╭──
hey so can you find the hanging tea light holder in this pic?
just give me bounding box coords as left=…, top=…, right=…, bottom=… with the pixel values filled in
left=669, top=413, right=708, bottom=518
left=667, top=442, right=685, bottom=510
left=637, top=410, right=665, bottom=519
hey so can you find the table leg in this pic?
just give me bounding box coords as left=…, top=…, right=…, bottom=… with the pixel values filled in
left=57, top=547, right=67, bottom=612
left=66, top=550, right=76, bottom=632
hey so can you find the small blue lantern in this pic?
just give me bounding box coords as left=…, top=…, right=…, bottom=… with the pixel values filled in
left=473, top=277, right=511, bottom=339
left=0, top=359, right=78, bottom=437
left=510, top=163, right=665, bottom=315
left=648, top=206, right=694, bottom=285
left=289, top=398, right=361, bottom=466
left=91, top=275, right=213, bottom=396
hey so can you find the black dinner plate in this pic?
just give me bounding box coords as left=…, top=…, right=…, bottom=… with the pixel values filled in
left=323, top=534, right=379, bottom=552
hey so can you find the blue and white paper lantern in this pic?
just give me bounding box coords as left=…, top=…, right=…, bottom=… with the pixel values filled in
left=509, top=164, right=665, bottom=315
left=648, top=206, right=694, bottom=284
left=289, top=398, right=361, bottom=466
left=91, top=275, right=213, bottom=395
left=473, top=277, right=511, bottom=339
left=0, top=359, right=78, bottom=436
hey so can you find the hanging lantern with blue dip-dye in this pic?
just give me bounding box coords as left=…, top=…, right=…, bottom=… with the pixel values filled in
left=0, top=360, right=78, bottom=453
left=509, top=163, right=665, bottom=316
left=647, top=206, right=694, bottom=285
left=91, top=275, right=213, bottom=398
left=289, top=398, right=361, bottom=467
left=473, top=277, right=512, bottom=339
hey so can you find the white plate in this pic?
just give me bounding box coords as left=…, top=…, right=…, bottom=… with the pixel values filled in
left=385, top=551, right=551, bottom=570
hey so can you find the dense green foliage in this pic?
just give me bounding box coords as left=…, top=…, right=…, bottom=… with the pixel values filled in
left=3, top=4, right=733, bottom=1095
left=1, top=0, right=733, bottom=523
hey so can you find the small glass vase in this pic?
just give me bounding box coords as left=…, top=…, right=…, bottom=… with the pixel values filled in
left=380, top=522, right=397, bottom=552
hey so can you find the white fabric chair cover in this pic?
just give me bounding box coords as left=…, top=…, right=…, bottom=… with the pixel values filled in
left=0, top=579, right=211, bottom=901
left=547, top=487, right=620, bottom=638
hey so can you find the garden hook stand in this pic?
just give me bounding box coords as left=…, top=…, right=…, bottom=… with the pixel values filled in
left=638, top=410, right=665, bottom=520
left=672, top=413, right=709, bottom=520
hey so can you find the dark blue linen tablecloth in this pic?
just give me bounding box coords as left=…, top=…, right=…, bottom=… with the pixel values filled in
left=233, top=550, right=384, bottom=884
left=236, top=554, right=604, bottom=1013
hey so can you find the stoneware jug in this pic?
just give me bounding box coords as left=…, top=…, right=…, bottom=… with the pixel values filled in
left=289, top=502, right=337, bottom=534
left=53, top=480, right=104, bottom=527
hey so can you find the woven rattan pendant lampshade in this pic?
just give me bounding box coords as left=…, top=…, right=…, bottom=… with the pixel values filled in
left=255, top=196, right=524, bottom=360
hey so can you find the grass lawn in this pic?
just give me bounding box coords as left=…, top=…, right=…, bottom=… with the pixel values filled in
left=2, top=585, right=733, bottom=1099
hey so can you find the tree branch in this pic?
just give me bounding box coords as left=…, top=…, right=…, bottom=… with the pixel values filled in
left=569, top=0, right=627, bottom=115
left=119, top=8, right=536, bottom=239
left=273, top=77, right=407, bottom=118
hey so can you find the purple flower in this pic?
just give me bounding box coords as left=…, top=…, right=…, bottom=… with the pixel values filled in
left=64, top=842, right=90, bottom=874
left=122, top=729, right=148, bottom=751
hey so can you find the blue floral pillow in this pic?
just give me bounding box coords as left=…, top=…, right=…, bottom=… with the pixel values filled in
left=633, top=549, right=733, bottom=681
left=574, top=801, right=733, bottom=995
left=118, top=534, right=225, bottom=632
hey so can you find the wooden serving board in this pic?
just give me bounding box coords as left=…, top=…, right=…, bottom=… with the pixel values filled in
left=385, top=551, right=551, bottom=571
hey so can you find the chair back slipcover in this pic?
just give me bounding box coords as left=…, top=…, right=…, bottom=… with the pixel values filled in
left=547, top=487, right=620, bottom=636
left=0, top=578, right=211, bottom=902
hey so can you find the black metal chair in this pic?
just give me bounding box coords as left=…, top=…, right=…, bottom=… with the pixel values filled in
╰──
PROBLEM TO SOLVE – The whole listing needs copying. Write it out exactly.

EXERCISE RESPONSE –
hey so can you find the hanging tea light holder in this pic?
just give me bounding box coords as left=…, top=…, right=…, bottom=… with the pixel values filled in
left=669, top=413, right=708, bottom=518
left=667, top=442, right=685, bottom=510
left=637, top=410, right=665, bottom=519
hey so can you find the table leg in this pic?
just give me bounding box coords as left=…, top=…, right=…, bottom=… with the pixel values filled in
left=57, top=547, right=67, bottom=612
left=66, top=550, right=76, bottom=632
hey so can you find the small blue lantern in this pic?
just give me bounding box coords as left=…, top=…, right=…, bottom=… with the pixel values filled in
left=473, top=277, right=511, bottom=339
left=0, top=359, right=78, bottom=437
left=510, top=163, right=665, bottom=315
left=648, top=206, right=694, bottom=285
left=289, top=398, right=361, bottom=466
left=91, top=275, right=213, bottom=396
hey so can you find the black dinner plate in this pic?
just give me bounding box coords as left=…, top=…, right=…, bottom=… with the pixel values filled in
left=323, top=534, right=379, bottom=552
hey so can you find the blue and white paper lantern in this pic?
just give me bounding box coords as left=…, top=…, right=…, bottom=… with the pixel values filled in
left=509, top=164, right=665, bottom=315
left=648, top=206, right=694, bottom=284
left=289, top=398, right=361, bottom=466
left=91, top=275, right=213, bottom=395
left=473, top=277, right=511, bottom=339
left=0, top=359, right=78, bottom=436
hey so can you find the hanging lantern with blue dip-dye in this pic?
just give me bounding box coords as left=…, top=…, right=…, bottom=… with the pixel values filled in
left=0, top=360, right=78, bottom=453
left=509, top=163, right=665, bottom=316
left=647, top=206, right=694, bottom=285
left=91, top=275, right=213, bottom=398
left=289, top=398, right=361, bottom=467
left=473, top=277, right=512, bottom=339
hey so can you find the white plate in this pic?
just give me bounding box coords as left=…, top=…, right=…, bottom=… with the pixel values filled in
left=385, top=551, right=551, bottom=570
hey so can you find the dense green foliage in this pic?
just give me bounding box coords as left=…, top=…, right=…, bottom=… with the pixel values filled in
left=3, top=4, right=733, bottom=1095
left=1, top=0, right=733, bottom=523
hey so can you find the small glass vase in this pic?
just give me bounding box coords as left=…, top=…, right=…, bottom=… with the pixel values filled in
left=380, top=522, right=397, bottom=552
hey so can you find the white fabric chair cover in this pic?
just give me bounding box coords as left=…, top=…, right=…, bottom=… with the pixel values filled in
left=0, top=579, right=211, bottom=901
left=547, top=487, right=620, bottom=638
hey so can you find the garden hook stand in this pic?
just give me bounding box coords as left=…, top=…, right=…, bottom=… with the pixel values filled in
left=638, top=410, right=665, bottom=520
left=672, top=413, right=709, bottom=520
hey so can you find the dark blue linen tablecloth in this pic?
just give me bounding box coords as left=…, top=…, right=…, bottom=… with the pixel values filled in
left=233, top=550, right=384, bottom=884
left=236, top=554, right=604, bottom=1013
hey so can you find the stoneware jug in this pic?
just give me bounding box coords as left=…, top=…, right=…, bottom=… with the pixel values filled in
left=289, top=502, right=337, bottom=534
left=53, top=480, right=104, bottom=527
hey so can you find the woven rattan pendant lampshade in this pic?
just give me bounding box coords as left=…, top=…, right=…, bottom=… with the pixel values filled in
left=255, top=196, right=524, bottom=360
hey so can you find the grass lawn in this pic?
just give me bounding box coords as left=…, top=…, right=…, bottom=… with the pixel values filled in
left=2, top=585, right=733, bottom=1099
hey so can you find the tree branch in this pic?
just give me bounding box coords as left=…, top=…, right=…, bottom=… with the pixel values filled in
left=569, top=0, right=627, bottom=115
left=119, top=8, right=536, bottom=239
left=273, top=77, right=407, bottom=118
hey so can you find the purple flower in this pic?
just give me bounding box coords as left=…, top=…, right=…, bottom=… with the pixel values filled in
left=64, top=842, right=90, bottom=874
left=122, top=729, right=148, bottom=751
hey so can you find the blue floral pillow in this pic?
just give me bounding box coords as left=…, top=…, right=…, bottom=… with the pixel values filled in
left=633, top=549, right=733, bottom=681
left=574, top=801, right=733, bottom=995
left=118, top=534, right=225, bottom=632
hey so can you find the wooden serving board in this pic?
just give me bounding box coords as left=…, top=…, right=…, bottom=… with the pixel values filled in
left=385, top=551, right=551, bottom=571
hey so can you find the chair back slipcover in this pic?
just give me bounding box coords as left=…, top=…, right=…, bottom=… with the pixel values filled in
left=547, top=487, right=620, bottom=636
left=0, top=578, right=211, bottom=902
hey so can you find the black metal chair in this pic?
just give me bounding box coords as left=…, top=…, right=…, bottom=… with the pixel values filled in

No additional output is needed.